:: Selected text ::

Arguably the best-known cellist in the world, Yo-Yo Ma, will perform at the Seoul Arts Center Thursday evening with the Silk Road Ensemble.
The concert will combine Western classical music with different genres of folk music native to regions surrounding the historic path of the Silk Road. The Silk Road was a large network of Eurasian trade routes that began to form before the time of Christ.
The Silk Road Ensemble, however, is central to the Silk Road Project, founded by Yo-Yo Ma in 1998 to meld Western classical music with traditional music from all over the Far East.
“By listening to and learning from the voices of an authentic musical tradition, we become increasingly able to advocate the worlds they represent,” says Ma, who is also the artistic director of the ensemble.
Yo-Yo Ma, born in Paris in 1955, received the Lincoln Center’s Avery Fisher award for young performers in 1978, becoming the first Asian musician to do so.
Ma has since released 50 albums and won 15 Grammy Awards.
Ma’s music is not limited to his classical cello repertoire; the crossover album “Hush,” which he recorded with Bobby McFerrin, was one of the best-selling albums on the Billboard chart in 1992.

:::
:: Source data ::

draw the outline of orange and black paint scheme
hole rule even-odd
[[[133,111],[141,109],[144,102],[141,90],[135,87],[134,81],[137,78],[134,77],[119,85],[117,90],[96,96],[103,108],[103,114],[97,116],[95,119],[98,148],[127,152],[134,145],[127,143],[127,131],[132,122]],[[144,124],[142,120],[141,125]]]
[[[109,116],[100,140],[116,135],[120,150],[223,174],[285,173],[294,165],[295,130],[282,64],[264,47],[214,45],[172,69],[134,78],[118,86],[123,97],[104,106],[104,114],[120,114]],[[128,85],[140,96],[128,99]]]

:::

**Written exercise A:** Shorten the paragraph in the article about Yo-Yo Ma that begins "The concert will combine," keeping its main facts.
**Written exercise B:** Transcribe the part of the article about Yo-Yo Ma that opens with the words containing "Arguably the best-known" and closes with "the Far East.".
**Written exercise C:** Summarize the article about Yo-Yo Ma in two sentences.
None of the lines are needed here.

**Full response A:** The concert will blend Western classical music with folk genres from regions along the historic Silk Road, a vast network of Eurasian trade routes that began forming before the time of Christ.

**Full response B:**
Arguably the best-known cellist in the world, Yo-Yo Ma, will perform at the Seoul Arts Center Thursday evening with the Silk Road Ensemble.
The concert will combine Western classical music with different genres of folk music native to regions surrounding the historic path of the Silk Road. The Silk Road was a large network of Eurasian trade routes that began to form before the time of Christ.
The Silk Road Ensemble, however, is central to the Silk Road Project, founded by Yo-Yo Ma in 1998 to meld Western classical music with traditional music from all over the Far East.

**Full response C:** Yo-Yo Ma will perform Thursday evening at the Seoul Arts Center with the Silk Road Ensemble, which is central to the Silk Road Project he founded in 1998 to meld Western classical music with traditional music of the Far East. Born in Paris in 1955, Ma has released 50 albums, won 15 Grammy Awards and recorded the crossover album "Hush" with Bobby McFerrin.